[SOURCE DOCUMENT]

[PATCH 0/7] Two-phase seccomp and x86 tracing changes

Kees Cook keescook at chromium.org
Wed Jul 16 13:41:52 PDT 2014


On Tue, Jul 15, 2014 at 12:32 PM, Andy Lutomirski <luto at amacapital.net> wrote:
> This is both a cleanup and a speedup.  It reduces overhead due to
> installing a trivial seccomp filter by 87%.  The speedup comes from
> avoiding the full syscall tracing mechanism for filters that don't
> return SECCOMP_RET_TRACE.
>
> This series works by splitting the seccomp hooks into two phases.
> The first phase evaluates the filter; it can skip syscalls, allow
> them, kill the calling task, or pass a u32 to the second phase.  The
> second phase requires a full tracing context, and it sends ptrace
> events if necessary.

[/SOURCE DOCUMENT]
[RAW DATA]

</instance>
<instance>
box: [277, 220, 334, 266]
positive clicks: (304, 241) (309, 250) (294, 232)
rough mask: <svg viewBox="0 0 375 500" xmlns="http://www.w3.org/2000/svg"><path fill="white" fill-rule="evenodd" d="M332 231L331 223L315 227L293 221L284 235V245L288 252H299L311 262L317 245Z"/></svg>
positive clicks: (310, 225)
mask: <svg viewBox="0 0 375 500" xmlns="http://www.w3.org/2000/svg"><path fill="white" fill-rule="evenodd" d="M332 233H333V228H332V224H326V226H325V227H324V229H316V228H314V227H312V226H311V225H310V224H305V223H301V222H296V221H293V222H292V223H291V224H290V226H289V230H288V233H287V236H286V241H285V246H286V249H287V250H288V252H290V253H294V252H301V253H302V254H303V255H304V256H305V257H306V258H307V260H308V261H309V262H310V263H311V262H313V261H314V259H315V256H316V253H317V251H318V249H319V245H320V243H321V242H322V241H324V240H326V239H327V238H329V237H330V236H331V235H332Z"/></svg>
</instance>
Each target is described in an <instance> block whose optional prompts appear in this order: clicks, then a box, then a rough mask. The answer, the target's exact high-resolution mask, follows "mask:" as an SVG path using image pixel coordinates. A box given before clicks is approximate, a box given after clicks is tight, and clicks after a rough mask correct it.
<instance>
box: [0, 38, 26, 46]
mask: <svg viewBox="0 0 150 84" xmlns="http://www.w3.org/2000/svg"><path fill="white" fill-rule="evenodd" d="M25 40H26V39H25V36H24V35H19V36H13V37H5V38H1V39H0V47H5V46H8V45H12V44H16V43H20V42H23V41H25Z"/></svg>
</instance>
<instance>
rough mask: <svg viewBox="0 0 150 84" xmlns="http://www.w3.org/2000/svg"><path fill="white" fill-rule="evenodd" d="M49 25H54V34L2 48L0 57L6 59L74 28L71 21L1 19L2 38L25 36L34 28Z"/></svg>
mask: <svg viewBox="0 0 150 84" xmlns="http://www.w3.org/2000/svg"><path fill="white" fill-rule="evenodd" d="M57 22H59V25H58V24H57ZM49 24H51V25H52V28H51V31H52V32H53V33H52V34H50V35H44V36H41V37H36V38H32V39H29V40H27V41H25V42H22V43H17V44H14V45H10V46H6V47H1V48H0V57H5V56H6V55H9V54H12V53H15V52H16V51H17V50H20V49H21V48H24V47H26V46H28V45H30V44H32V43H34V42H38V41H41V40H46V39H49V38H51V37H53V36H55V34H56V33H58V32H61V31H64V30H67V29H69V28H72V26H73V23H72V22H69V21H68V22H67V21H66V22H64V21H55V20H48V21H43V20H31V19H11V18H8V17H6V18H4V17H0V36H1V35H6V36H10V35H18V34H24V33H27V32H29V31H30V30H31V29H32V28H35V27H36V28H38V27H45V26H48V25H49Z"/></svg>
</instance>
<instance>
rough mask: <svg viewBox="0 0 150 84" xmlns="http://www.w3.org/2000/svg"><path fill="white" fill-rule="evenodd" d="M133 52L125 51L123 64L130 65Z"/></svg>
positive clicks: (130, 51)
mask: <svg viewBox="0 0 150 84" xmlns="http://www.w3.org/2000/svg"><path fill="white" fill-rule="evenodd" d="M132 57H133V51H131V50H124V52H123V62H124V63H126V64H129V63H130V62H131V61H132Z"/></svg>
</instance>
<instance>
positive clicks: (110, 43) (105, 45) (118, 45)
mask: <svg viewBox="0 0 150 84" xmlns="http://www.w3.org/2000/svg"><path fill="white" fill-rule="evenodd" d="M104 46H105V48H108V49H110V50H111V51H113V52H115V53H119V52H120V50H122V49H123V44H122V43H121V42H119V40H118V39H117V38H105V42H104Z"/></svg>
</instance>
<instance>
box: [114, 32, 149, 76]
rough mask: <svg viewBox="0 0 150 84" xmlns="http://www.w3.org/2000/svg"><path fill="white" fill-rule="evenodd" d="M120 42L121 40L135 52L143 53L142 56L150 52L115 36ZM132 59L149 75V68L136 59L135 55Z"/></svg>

[/RAW DATA]

WHAT TO PRODUCE:
Reproduce the passage of the seccomp patch message between "On Tue, Jul" and "events if necessary.", inclusive.

EXERCISE OUTPUT:
On Tue, Jul 15, 2014 at 12:32 PM, Andy Lutomirski <luto at amacapital.net> wrote:
> This is both a cleanup and a speedup.  It reduces overhead due to
> installing a trivial seccomp filter by 87%.  The speedup comes from
> avoiding the full syscall tracing mechanism for filters that don't
> return SECCOMP_RET_TRACE.
>
> This series works by splitting the seccomp hooks into two phases.
> The first phase evaluates the filter; it can skip syscalls, allow
> them, kill the calling task, or pass a u32 to the second phase.  The
> second phase requires a full tracing context, and it sends ptrace
> events if necessary.